#### KUTIPAN DOKUMEN
Dalam situasi sekarang defisit anggaran sulit dihindari, akan tetapi para guru besar yang mendalami kebijakan fiskal memberikan fatwa akademis bahwa defisit harus dikendalikan secara efektif untuk mengendalikan risiko fiskal.
Karena itu, norma internasional yang dijunjung tinggi adalah bahwa utang tidak boleh lebih dari 60% terhadap PDB. Sedangkan defisit anggaran yang berada pada ambang batas aman adalah 3% terhadap PDB.
KEENAM, diskursus fiskal lainnya yang juga penting adalah bahwa APBN itu harus sehat. APBN yang sehat adalah APBN yang dapat mengurangi ketergantungan terhadap utang luar negeri karena utang membebani masa depan.
Ada lagi istilah APBN yang kredibel, yakni APBN yang bisa melanjutkan pembangunan, dan di sisi lain dapat mengatasi masalah yang dihadapi.APBN yang sehat juga bisa dilihat dari sisi belanja dan dari sisi fiscal space dan stimulus fiskal untuk pertumbuhan ekonomi. Dari sisi belanja, APBN dikatakan sehat bila realisasi belanja modal, barang dan sosial mencapai 90%.
Dari sisi fiscal space, APBN dikatakan sehat bila mempunyai basis fiskal yang kuat dan luas, tidak terbebani belanja yang bersifat wajib serta tersedianya ruang yang cukup terutama dalam memberikan fiskal stimulus bagi pertumbuhan ekonomi.

#### DATA YANG DISEDIAKAN

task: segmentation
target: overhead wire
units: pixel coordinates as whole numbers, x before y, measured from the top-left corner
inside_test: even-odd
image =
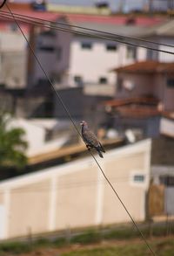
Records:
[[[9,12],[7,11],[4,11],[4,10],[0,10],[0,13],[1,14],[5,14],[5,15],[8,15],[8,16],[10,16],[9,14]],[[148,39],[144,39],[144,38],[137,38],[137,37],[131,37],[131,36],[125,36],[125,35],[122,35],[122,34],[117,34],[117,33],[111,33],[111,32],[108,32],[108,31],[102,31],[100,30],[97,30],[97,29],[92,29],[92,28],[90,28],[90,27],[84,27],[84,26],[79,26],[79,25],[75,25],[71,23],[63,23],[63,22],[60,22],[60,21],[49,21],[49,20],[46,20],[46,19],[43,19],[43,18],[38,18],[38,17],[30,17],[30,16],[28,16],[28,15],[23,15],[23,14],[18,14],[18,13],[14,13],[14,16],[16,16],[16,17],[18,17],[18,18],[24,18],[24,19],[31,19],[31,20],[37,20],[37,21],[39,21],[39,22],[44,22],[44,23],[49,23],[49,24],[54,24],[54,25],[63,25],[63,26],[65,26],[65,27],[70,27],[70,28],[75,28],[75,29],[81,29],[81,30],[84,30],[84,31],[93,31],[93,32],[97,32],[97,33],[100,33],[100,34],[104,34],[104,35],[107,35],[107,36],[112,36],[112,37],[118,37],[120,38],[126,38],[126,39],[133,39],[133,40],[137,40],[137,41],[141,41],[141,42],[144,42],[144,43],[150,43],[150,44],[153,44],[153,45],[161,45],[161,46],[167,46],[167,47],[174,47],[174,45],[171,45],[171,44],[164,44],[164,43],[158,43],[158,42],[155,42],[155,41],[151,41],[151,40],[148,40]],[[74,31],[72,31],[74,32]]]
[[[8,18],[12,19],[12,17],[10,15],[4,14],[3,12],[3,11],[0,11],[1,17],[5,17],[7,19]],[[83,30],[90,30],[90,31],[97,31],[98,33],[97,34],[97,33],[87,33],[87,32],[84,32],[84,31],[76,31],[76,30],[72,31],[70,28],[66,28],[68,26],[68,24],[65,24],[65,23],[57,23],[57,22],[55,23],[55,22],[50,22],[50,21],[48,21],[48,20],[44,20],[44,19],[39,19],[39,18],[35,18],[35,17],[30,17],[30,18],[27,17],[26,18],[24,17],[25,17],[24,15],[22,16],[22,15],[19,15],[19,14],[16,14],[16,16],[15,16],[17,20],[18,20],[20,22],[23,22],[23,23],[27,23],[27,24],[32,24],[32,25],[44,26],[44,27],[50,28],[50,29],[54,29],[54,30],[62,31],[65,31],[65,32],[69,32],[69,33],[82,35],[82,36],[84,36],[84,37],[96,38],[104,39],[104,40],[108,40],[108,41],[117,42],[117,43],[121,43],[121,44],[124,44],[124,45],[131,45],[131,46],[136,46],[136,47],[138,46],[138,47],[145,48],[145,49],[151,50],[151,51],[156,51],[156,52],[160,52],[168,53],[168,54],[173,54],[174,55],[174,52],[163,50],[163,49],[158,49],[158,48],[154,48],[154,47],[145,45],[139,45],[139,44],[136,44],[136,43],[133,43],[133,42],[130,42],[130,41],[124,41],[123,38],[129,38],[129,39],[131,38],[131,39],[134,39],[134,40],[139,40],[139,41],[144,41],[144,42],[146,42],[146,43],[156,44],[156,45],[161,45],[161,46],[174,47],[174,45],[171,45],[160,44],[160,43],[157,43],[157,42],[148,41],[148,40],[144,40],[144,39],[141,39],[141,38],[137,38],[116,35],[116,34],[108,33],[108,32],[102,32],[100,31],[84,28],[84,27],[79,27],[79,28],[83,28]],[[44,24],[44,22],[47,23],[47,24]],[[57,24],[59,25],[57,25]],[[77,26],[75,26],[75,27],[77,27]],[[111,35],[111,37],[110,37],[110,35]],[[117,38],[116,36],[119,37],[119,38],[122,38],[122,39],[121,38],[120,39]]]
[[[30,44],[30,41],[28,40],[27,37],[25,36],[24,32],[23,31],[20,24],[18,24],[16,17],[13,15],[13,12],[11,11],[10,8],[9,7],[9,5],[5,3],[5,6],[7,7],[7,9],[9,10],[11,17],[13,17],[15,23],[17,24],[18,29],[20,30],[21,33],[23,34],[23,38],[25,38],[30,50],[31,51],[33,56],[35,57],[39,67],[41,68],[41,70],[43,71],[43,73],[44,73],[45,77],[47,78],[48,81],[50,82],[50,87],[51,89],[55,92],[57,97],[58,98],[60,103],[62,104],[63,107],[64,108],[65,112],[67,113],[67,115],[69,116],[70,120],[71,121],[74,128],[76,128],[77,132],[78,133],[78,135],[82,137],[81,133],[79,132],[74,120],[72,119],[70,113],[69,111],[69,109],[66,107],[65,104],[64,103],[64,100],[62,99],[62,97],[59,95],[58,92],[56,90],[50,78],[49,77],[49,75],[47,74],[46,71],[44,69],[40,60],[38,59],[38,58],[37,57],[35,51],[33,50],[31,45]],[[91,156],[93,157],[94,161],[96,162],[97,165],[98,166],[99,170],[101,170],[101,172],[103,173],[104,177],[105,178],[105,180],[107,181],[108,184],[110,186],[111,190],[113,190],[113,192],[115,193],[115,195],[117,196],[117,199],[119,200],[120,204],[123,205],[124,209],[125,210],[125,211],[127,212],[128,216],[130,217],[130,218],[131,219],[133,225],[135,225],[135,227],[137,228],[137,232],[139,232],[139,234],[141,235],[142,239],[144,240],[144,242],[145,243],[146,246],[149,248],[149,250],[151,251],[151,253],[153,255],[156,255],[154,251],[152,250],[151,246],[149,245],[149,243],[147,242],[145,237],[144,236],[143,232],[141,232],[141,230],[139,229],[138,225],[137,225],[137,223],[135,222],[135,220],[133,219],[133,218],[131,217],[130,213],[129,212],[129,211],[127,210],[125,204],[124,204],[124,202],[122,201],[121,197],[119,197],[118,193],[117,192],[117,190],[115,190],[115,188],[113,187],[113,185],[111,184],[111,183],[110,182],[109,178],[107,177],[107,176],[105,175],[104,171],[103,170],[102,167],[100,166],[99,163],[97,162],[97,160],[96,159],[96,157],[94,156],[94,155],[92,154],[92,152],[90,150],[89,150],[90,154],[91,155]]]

#### TUNTUTAN TUGAS
Menurut teks tentang kebijakan fiskal di atas, jenis belanja apa saja yang realisasinya harus mencapai 90% agar APBN dikatakan sehat? Sebutkan semuanya.

#### PENYELESAIAN SOAL
Belanja modal, belanja barang, dan belanja sosial.